### To do
Print every one of the rows below verbatim, in their original order.

### Data lines

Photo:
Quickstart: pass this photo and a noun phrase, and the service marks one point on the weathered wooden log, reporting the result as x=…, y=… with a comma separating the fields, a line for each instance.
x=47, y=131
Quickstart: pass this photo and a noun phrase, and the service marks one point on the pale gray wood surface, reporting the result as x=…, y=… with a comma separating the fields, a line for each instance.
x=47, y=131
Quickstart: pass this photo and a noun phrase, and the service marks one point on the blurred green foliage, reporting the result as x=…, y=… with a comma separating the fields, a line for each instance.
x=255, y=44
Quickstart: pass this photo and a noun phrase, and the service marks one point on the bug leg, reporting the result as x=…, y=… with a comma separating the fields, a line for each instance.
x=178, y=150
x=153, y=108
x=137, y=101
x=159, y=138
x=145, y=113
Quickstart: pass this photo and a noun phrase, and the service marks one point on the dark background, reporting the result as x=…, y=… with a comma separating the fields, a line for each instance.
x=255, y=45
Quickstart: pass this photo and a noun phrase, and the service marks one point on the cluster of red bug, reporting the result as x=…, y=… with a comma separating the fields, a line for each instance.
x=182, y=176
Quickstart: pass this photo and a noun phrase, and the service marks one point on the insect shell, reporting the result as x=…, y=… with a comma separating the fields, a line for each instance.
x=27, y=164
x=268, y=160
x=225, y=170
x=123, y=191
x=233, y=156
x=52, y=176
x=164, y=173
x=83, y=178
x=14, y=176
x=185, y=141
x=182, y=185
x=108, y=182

### Written answer
Photo:
Quickstart: pass this photo and a noun phrase, and the service marks one point on the weathered wooden log, reporting the result as x=…, y=… with a comma separating the fields, a line for each instance.
x=47, y=131
Quickstart: pass this photo and a noun phrase, and the service marks one point on the pale gray wood surface, reporting the result as x=…, y=… with a comma separating the fields, a line for each instance.
x=47, y=131
Quickstart: pass this photo and a noun phrase, and the service marks one point on the blurred green foliage, reporting the result as x=…, y=… with a comma separating the fields, a line for each instance.
x=255, y=44
Quickstart: pass this photo and a noun phrase, and the service marks one point on the bug leg, reporting the result as x=…, y=… with a comma separating the fields, a line for each instance.
x=178, y=150
x=153, y=108
x=137, y=101
x=159, y=138
x=145, y=113
Quickstart: pass this photo and a noun phrase, and the service marks one point on the dark background, reporting the result as x=…, y=… with a comma separating the fields, a line for each instance.
x=255, y=45
Quickstart: pass this photo and a noun phrase, and the service marks one point on the cluster of red bug, reporting the result as x=…, y=… with a comma separating the fields, a line for each instance.
x=182, y=176
Quickstart: pass this photo and a noun phrase, and the service marks one point on the insect shell, reporting the result as x=…, y=… with a comma separating the fields, a line for each instance.
x=27, y=164
x=268, y=160
x=225, y=170
x=123, y=191
x=233, y=156
x=52, y=176
x=164, y=173
x=83, y=178
x=14, y=176
x=185, y=141
x=182, y=185
x=108, y=182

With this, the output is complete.